__Material__
───
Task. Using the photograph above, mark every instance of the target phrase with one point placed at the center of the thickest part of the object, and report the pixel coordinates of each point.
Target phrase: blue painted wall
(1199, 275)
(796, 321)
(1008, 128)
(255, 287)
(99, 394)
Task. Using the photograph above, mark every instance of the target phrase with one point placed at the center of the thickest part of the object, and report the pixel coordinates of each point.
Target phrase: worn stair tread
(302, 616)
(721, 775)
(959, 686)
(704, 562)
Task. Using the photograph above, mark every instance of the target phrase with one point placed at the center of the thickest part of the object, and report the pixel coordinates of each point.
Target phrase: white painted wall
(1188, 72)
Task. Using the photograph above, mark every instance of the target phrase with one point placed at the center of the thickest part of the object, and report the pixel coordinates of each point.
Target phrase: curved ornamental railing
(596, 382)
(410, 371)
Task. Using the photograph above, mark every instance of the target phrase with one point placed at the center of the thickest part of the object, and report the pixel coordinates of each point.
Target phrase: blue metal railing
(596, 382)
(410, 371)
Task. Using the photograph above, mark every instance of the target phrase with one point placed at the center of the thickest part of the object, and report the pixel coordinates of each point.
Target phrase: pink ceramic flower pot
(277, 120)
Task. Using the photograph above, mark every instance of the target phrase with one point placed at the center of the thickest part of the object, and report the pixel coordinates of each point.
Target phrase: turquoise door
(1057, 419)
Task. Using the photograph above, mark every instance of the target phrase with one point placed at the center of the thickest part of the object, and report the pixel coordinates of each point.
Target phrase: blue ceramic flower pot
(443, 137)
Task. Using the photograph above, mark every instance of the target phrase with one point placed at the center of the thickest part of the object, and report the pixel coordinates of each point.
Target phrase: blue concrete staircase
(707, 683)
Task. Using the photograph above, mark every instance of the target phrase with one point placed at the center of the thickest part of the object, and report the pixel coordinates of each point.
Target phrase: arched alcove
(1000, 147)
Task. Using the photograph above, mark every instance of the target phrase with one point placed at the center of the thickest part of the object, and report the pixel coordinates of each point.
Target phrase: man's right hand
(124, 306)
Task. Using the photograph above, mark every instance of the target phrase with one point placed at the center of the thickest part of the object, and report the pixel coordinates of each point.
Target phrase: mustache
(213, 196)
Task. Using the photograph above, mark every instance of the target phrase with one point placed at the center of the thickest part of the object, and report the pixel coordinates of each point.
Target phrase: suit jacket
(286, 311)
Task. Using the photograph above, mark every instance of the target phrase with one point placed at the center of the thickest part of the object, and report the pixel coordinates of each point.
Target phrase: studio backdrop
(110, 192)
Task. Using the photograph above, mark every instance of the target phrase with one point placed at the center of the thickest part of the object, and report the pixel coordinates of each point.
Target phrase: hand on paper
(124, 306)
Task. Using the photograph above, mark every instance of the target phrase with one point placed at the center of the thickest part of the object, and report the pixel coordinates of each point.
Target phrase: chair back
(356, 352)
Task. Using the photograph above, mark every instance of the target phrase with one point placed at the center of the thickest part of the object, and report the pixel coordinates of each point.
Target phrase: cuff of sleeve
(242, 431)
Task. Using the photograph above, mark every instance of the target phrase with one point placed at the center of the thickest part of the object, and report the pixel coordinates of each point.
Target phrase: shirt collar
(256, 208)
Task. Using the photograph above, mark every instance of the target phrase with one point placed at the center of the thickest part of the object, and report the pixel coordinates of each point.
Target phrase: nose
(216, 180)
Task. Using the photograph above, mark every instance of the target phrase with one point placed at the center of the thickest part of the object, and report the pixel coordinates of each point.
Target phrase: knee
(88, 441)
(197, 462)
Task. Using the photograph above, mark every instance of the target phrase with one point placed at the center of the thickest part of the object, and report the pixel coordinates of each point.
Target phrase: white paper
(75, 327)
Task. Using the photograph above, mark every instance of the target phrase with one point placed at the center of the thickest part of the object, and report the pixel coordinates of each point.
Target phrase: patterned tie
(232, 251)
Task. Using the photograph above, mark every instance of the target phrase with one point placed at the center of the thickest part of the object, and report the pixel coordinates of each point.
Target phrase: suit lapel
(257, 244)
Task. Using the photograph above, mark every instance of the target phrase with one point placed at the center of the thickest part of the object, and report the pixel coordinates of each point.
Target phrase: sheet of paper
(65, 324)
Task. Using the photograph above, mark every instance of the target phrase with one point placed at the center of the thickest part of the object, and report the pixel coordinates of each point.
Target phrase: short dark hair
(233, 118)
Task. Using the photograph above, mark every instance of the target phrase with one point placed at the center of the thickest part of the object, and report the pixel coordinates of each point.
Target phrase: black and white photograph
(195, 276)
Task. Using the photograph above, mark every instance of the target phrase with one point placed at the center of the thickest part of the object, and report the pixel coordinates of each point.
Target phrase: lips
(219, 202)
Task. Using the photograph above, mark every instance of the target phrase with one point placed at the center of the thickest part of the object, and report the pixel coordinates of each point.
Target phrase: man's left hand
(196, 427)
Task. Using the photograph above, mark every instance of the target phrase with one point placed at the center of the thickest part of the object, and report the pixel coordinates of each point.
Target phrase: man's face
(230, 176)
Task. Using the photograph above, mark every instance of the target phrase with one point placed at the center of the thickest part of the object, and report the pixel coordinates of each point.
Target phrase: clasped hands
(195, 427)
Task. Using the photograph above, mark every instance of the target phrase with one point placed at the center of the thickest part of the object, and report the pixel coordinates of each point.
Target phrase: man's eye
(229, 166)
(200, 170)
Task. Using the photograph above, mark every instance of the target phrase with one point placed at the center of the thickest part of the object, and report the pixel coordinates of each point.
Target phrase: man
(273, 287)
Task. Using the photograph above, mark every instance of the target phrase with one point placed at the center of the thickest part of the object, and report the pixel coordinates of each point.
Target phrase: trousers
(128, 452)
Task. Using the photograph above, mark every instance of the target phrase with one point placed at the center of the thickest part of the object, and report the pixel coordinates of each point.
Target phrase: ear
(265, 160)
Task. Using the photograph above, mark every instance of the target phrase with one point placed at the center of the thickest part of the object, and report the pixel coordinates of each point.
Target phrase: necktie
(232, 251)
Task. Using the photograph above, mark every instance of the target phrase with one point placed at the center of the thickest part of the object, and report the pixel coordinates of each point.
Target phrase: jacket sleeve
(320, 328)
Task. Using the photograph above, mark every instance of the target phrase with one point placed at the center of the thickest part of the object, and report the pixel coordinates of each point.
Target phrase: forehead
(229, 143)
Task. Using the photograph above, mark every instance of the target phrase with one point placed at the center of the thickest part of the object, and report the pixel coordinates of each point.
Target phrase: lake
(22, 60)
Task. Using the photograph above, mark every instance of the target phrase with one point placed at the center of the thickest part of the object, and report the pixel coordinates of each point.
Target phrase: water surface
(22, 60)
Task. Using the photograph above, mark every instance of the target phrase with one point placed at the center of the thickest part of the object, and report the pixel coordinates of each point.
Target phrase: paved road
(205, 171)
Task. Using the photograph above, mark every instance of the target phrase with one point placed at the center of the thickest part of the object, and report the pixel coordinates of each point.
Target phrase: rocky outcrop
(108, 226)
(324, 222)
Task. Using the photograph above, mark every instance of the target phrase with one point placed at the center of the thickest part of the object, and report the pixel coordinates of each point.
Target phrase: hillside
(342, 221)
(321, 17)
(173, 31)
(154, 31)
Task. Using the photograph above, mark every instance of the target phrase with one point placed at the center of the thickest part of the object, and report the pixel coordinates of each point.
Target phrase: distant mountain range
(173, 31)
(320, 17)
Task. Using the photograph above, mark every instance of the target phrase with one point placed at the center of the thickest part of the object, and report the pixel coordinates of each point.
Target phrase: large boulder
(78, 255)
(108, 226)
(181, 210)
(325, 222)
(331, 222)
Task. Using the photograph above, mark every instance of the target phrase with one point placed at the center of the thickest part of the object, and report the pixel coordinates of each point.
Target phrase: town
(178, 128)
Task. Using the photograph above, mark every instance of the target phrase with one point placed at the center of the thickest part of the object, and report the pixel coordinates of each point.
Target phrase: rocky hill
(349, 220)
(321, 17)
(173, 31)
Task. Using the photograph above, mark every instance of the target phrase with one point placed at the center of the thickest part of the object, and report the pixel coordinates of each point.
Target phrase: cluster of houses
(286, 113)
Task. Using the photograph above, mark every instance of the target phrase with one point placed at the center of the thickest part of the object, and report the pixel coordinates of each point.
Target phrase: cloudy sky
───
__What is being asked__
In the rows above, count the lines that contain the string "flower", treating uppercase and lowercase as different. Reply with the number alone.

__Result__
2